PROBLEM
Reproduce exactly the lines from the one containing "Put a single dot on each instance of the plaid" through the last line of the records below, both included, and nothing else.

MATERIAL SHOWN
--- Begin ---

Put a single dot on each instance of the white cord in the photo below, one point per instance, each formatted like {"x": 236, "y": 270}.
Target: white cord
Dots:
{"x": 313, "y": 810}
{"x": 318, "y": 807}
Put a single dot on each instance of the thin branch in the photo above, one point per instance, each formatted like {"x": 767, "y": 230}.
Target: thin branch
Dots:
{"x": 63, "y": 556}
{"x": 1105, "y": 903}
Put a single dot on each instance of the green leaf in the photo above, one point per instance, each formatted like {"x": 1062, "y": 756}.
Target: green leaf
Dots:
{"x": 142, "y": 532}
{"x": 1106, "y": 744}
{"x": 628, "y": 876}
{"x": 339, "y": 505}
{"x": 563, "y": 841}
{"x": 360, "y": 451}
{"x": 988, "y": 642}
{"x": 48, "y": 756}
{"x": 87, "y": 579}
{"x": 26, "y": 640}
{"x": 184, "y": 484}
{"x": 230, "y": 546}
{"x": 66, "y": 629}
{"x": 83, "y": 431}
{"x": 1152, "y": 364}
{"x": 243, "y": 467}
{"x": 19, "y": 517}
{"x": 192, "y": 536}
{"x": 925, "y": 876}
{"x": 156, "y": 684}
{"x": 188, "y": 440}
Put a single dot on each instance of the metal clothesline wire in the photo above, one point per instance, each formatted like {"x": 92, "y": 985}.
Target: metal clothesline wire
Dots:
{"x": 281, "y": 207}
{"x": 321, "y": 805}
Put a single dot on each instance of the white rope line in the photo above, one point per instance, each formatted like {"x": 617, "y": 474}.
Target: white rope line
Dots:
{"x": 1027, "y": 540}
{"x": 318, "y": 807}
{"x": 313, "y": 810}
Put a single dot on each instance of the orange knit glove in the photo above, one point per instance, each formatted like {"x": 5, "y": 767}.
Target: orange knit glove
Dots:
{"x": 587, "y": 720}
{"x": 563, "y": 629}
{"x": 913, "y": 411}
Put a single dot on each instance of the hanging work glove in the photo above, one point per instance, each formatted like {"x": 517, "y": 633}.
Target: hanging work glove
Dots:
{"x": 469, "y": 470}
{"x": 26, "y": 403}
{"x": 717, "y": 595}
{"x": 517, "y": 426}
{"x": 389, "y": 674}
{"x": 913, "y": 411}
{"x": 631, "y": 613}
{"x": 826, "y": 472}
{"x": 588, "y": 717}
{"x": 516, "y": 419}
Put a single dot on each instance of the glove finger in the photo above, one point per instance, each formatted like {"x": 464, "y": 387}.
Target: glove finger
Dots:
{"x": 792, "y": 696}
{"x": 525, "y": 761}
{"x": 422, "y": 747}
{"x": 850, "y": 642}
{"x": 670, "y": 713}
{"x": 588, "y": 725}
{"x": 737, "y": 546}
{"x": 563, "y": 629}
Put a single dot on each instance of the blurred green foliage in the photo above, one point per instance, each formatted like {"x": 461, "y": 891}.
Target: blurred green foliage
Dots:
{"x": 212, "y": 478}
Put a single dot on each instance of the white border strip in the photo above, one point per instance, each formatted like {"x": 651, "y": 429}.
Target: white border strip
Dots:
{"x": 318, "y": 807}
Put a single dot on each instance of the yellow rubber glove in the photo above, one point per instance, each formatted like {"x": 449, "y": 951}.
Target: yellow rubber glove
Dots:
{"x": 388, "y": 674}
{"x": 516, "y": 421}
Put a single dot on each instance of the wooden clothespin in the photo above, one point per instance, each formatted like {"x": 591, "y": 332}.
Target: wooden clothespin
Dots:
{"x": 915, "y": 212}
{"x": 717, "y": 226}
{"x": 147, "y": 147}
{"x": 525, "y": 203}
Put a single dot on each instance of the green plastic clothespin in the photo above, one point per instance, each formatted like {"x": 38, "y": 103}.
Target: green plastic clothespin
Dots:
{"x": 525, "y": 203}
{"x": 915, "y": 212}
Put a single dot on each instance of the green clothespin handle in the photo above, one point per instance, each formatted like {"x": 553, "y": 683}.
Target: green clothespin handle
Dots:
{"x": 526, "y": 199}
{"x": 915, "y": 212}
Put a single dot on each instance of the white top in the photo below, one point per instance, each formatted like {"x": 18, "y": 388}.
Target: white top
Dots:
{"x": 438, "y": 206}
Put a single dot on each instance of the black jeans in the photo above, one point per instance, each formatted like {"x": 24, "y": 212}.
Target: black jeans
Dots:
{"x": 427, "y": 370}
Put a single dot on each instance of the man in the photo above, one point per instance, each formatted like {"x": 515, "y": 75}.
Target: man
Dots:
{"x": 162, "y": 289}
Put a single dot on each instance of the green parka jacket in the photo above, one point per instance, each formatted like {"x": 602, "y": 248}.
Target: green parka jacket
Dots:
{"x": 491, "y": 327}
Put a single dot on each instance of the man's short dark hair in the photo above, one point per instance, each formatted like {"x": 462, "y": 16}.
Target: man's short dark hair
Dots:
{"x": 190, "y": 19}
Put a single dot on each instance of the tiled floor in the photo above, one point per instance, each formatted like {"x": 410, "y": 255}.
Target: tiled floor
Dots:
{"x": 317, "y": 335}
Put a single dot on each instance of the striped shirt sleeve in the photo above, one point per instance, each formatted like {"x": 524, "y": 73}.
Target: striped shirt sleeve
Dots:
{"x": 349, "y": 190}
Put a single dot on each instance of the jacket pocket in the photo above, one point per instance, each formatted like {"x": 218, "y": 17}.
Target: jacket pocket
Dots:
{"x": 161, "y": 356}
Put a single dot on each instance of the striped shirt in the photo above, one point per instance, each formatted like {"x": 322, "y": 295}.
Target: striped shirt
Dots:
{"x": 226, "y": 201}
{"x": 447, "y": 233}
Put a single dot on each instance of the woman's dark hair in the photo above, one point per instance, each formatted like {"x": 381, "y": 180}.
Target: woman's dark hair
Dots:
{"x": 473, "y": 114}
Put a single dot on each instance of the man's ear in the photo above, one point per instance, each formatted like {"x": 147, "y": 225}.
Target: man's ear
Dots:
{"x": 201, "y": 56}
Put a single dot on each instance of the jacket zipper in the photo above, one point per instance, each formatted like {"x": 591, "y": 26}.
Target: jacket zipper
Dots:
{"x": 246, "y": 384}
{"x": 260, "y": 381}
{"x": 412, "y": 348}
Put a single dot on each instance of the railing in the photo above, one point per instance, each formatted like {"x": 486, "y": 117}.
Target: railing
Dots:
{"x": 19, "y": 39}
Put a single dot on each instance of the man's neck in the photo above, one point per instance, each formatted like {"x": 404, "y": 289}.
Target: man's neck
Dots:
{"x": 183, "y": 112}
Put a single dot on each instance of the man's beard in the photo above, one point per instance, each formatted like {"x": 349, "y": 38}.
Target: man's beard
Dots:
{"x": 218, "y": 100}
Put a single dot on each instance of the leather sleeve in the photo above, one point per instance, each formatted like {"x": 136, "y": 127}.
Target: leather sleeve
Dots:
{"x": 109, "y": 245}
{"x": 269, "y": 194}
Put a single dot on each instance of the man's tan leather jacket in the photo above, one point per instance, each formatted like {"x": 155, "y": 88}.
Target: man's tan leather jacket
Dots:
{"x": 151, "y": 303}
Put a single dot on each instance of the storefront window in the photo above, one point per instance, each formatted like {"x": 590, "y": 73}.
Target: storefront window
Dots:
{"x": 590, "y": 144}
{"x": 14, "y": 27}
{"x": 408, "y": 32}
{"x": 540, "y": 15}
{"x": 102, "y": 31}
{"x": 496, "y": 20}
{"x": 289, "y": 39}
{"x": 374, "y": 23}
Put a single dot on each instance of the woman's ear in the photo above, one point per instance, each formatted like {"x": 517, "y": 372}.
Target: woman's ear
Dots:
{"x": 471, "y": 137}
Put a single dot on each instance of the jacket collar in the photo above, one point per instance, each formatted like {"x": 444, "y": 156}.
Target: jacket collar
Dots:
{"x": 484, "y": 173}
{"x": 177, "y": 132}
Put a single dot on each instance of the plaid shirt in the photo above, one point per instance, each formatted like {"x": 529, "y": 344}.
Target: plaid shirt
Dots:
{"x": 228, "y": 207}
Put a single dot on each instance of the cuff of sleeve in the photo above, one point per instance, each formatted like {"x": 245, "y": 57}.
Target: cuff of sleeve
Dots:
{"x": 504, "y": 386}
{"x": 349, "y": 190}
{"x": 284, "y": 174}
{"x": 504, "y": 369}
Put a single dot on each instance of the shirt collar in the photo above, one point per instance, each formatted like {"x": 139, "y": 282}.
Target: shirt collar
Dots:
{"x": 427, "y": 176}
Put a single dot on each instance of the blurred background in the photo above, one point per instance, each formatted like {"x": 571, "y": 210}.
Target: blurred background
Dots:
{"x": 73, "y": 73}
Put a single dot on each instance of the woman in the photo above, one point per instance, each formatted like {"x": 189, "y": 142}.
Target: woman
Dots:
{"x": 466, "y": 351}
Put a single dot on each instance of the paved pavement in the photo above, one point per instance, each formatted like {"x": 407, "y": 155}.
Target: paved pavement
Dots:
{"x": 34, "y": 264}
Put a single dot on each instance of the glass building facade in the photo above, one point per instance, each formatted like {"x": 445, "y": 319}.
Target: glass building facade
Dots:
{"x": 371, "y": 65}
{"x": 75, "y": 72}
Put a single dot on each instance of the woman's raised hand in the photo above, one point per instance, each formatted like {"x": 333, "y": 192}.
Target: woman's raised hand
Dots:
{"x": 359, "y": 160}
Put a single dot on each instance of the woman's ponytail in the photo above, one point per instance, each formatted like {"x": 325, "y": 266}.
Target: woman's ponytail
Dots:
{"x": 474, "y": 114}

--- End ---

WORKED ANSWER
Put a single dot on each instance of the plaid shirt in the photo above, one point per instance, each formatted like {"x": 529, "y": 344}.
Target: plaid shirt
Dots:
{"x": 228, "y": 207}
Put a single dot on each instance of the cuff of sleeve in the photo above, one point per instance, each formatted like {"x": 245, "y": 57}.
Target: cuff of sleeve
Dots:
{"x": 504, "y": 386}
{"x": 349, "y": 190}
{"x": 284, "y": 174}
{"x": 504, "y": 369}
Put a single dot on each instance of the shirt collar in the photo above, one point per instance, each formatted like {"x": 139, "y": 282}.
Target: shirt collar
Dots:
{"x": 427, "y": 176}
Put a single dot on each instance of the blurred background in the photo above, one point per instance, each formatted like {"x": 571, "y": 210}.
Target: blurred background
Dots:
{"x": 73, "y": 73}
Put a single dot on each instance of the woman in the photo above, one point per instance, each formatted like {"x": 189, "y": 142}.
Target: woman
Dots:
{"x": 466, "y": 351}
Put a single dot on each instance of the paved pavement in the photo above, one point per instance, each formatted like {"x": 407, "y": 155}.
Target: paved pavement
Dots:
{"x": 34, "y": 264}
Put a single dot on each instance of the glass building facade in the photo above, one point per instance, each formatted like {"x": 445, "y": 319}.
Target: glass building facade
Dots:
{"x": 371, "y": 65}
{"x": 75, "y": 72}
Put a single dot on each instance of the woman's raised hand in the photo above, one point per instance, each formatted like {"x": 333, "y": 192}.
Target: woman's raised hand
Dots:
{"x": 359, "y": 160}
Put a single dot on each instance of the woman's ponytail in the photo above, one point per instance, each formatted like {"x": 325, "y": 266}.
Target: woman's ponytail
Dots:
{"x": 474, "y": 114}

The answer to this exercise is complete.